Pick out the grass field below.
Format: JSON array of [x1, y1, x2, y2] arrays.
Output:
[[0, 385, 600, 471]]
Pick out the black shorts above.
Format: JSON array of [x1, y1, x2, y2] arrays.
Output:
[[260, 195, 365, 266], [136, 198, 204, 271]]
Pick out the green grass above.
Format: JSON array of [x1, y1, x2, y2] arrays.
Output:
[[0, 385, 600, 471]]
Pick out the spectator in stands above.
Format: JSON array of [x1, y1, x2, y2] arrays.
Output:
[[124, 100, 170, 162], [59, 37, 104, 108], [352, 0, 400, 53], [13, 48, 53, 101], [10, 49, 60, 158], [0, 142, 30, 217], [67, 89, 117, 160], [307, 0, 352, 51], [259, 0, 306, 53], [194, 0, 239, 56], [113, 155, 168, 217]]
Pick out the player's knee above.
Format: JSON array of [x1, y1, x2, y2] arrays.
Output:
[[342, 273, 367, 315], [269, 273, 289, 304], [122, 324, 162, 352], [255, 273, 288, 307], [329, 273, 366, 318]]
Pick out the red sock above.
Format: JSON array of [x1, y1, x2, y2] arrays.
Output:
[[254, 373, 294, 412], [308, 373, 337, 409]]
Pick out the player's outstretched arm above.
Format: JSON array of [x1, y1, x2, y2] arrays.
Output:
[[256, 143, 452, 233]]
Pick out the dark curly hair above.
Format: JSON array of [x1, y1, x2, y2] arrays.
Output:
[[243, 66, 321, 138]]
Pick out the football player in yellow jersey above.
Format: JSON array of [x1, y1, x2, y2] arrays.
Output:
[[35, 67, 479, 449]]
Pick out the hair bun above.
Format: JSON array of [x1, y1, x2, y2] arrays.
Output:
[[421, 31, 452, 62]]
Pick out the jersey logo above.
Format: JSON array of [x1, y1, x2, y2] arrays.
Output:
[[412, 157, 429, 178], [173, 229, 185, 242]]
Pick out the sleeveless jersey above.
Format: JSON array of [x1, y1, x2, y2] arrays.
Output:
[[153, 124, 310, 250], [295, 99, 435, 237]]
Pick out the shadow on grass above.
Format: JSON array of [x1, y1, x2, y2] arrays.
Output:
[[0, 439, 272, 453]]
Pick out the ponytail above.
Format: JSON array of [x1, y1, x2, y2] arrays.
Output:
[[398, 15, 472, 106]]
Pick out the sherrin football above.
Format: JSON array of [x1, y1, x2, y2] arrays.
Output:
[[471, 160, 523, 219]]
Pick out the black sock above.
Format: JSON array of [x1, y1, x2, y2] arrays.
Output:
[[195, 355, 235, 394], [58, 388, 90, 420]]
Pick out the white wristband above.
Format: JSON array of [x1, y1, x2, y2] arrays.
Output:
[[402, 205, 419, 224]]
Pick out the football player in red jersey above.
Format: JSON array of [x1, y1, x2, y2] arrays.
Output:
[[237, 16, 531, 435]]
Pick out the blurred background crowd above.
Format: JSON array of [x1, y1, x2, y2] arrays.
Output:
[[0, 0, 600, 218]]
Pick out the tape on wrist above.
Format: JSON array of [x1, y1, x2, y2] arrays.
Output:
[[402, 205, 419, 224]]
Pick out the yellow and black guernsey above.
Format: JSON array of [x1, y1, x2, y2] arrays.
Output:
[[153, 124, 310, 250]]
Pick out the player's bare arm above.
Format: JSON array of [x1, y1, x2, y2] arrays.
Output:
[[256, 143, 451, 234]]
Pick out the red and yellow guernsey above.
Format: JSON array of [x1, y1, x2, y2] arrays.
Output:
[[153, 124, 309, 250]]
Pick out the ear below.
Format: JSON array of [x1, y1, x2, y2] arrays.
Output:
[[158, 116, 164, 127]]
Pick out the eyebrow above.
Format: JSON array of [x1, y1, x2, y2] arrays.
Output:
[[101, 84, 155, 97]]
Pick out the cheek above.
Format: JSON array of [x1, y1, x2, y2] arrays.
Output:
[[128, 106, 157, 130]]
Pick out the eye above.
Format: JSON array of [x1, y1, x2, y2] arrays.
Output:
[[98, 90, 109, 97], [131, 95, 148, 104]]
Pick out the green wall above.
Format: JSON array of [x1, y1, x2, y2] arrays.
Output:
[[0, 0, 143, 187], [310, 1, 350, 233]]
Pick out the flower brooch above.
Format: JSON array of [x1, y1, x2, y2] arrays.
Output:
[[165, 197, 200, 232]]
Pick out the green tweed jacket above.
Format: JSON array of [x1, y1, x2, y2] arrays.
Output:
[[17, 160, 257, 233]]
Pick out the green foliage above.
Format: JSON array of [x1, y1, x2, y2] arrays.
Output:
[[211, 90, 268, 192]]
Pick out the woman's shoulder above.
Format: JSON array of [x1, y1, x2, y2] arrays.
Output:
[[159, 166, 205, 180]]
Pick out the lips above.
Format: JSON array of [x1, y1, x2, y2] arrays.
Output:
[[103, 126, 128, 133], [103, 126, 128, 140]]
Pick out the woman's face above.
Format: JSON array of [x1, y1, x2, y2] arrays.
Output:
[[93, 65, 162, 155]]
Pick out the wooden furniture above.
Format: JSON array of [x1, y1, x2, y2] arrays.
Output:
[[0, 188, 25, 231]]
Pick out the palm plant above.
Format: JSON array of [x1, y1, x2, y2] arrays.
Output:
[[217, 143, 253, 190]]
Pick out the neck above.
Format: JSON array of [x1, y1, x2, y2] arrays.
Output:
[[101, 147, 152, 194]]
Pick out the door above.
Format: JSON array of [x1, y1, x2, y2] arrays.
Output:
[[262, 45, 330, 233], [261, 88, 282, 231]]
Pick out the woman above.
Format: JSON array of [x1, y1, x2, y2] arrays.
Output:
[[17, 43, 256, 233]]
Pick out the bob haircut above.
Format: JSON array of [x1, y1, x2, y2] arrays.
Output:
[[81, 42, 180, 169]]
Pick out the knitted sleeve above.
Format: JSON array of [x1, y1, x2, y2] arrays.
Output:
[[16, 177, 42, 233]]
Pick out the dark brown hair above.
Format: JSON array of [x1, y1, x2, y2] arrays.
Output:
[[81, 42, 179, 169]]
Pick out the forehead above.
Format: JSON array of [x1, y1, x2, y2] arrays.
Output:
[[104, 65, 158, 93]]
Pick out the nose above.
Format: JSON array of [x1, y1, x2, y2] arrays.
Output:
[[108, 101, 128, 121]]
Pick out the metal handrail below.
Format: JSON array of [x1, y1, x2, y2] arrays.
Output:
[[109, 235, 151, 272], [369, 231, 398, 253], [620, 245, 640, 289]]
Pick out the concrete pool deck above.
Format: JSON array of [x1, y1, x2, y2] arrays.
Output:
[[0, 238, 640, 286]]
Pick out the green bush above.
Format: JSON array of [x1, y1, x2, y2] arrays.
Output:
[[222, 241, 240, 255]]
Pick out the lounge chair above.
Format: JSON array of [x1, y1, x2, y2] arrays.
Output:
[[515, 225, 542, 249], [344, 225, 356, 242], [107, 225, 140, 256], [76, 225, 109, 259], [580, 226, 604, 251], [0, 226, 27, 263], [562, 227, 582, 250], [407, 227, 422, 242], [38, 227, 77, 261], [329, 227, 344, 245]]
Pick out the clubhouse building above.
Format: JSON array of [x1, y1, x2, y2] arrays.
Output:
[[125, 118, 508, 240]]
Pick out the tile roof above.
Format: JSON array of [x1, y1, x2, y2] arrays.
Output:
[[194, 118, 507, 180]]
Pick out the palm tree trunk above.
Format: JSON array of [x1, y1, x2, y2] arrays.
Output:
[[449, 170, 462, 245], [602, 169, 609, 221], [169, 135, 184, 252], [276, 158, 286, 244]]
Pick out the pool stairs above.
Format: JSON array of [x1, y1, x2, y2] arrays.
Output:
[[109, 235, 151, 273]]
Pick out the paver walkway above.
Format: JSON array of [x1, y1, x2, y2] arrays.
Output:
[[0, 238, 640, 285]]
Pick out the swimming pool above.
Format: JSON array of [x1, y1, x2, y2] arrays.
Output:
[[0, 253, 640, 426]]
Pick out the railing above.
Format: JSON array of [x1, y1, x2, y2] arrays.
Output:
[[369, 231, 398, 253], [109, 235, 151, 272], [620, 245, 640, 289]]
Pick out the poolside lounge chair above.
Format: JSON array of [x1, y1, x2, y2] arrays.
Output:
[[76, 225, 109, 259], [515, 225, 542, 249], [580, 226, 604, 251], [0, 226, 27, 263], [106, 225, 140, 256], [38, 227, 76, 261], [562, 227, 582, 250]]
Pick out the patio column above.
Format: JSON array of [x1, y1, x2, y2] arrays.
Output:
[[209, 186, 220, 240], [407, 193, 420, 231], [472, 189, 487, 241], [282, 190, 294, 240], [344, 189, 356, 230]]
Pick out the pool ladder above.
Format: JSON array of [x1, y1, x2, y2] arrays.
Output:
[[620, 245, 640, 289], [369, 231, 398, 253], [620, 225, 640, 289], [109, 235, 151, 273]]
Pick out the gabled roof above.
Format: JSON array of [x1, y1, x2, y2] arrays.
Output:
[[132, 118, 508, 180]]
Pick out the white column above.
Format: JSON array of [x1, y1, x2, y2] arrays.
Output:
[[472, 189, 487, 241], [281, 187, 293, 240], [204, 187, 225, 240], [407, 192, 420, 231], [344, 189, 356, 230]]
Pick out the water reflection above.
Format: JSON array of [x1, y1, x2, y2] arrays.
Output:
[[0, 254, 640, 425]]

• • •

## [Aim of the task]
Starting at the line above that contains "Pick out the tile roof above." and stopping after the line that contains "240], [344, 189, 356, 230]]", rewrite that stretch of the data with each bounding-box coordinate scaled by 2.4 and rounded to a whole number, halves going up. Leave every other line in the stretch as it is.

## [Full answer]
Pick out the tile roof above.
Format: JSON array of [x1, y1, x2, y2] arrays.
Output:
[[466, 283, 1217, 432]]
Pick out the palm tree trunk above.
Format: JSON array of [x1, y1, x2, y2] arrays.
Output:
[[1078, 408, 1109, 588], [1445, 406, 1462, 530], [406, 324, 442, 605], [662, 379, 686, 586]]
Pick out the pool stairs above.
Format: JSON array of [x1, y1, x2, y2] arrays.
Output:
[[262, 564, 362, 655]]
Pick out the paver walkway above.
Format: JSON array of [x1, y1, x2, y2] arrays.
Output:
[[0, 571, 1536, 684]]
Pick out the swimming pool above.
Format: JSON array of [x1, y1, x2, y2] arrays.
Output:
[[0, 607, 1536, 1022]]
Pick out the railing above.
Format: JSON array of [x1, y1, x2, y2] arrays.
Output:
[[886, 554, 955, 607], [262, 564, 362, 653], [1488, 588, 1536, 694]]
Pick out the poolside lounge chair above.
Format: JSON array of [x1, y1, x2, y2] arrays.
Output:
[[182, 540, 262, 622], [1236, 540, 1301, 598], [1392, 542, 1450, 602], [0, 542, 65, 631], [254, 540, 336, 614], [91, 545, 182, 626], [1349, 545, 1397, 600]]
Pick out the patio column above.
Format: JSON array of [x1, y1, x2, y2] arrays.
Output:
[[502, 446, 528, 576], [977, 463, 1008, 554], [1133, 454, 1169, 578], [677, 456, 706, 576], [826, 454, 854, 552]]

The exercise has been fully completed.